Transcribe exactly every line from the one with "detect_objects — Locates the specified white" to the last line of the listing below, including both.

═══

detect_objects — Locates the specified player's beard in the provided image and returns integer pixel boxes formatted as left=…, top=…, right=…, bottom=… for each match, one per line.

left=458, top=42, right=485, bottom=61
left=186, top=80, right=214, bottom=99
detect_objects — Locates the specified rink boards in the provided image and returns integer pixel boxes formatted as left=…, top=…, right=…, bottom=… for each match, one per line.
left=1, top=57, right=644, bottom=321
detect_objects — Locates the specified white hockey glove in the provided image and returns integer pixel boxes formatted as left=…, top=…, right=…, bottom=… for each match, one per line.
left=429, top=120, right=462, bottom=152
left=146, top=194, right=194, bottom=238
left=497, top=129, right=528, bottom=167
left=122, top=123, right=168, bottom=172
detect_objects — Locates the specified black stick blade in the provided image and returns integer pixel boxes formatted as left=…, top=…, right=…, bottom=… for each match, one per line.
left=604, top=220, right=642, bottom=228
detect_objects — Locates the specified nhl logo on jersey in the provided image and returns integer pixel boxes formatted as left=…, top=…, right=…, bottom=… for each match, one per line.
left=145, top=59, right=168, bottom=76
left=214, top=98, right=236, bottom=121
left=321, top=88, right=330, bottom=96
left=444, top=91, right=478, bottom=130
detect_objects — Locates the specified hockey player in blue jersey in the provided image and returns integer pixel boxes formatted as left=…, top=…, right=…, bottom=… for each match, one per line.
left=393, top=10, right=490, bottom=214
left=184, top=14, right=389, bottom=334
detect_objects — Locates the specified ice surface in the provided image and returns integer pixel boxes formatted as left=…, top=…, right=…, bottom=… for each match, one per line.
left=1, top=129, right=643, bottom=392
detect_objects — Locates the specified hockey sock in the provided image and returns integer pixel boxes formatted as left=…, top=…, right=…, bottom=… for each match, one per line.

═══

▶ **COMPLETED TASK**
detect_objects — Locates the specified white hockey glove in the provided image and returns integer pixel boxes formatted as left=…, top=…, right=…, bottom=… for each match, one per line.
left=429, top=120, right=462, bottom=152
left=146, top=194, right=194, bottom=238
left=497, top=129, right=528, bottom=167
left=122, top=123, right=168, bottom=172
detect_objects — Locates the specified black stick blade in the provided image and returns integer pixel boxes formatted as left=…, top=…, right=…, bottom=… for each match, one per line.
left=604, top=220, right=642, bottom=228
detect_objects — Locates the specified nhl logo on jersey in the provided image and returns integer pixel boxes formatted as left=…, top=…, right=…, bottom=… for each match, one per line.
left=145, top=59, right=168, bottom=76
left=214, top=98, right=236, bottom=121
left=321, top=88, right=330, bottom=96
left=444, top=91, right=478, bottom=130
detect_objects — Locates the specified hockey player in blue jersey in the provided image and returns integer pixel boxes formatted as left=…, top=…, right=…, bottom=… for each match, one per line.
left=393, top=10, right=490, bottom=214
left=184, top=14, right=389, bottom=334
detect_objects — Locates the specified ice surface in the provided image and returns integer pixel boxes formatted as left=…, top=…, right=…, bottom=… for each match, one per line.
left=1, top=129, right=643, bottom=392
detect_objects — Locates the specified hockey sock in the provided image and returns integer pixel boxes formatted as left=…, top=…, right=…, bottom=… for each match, one per line.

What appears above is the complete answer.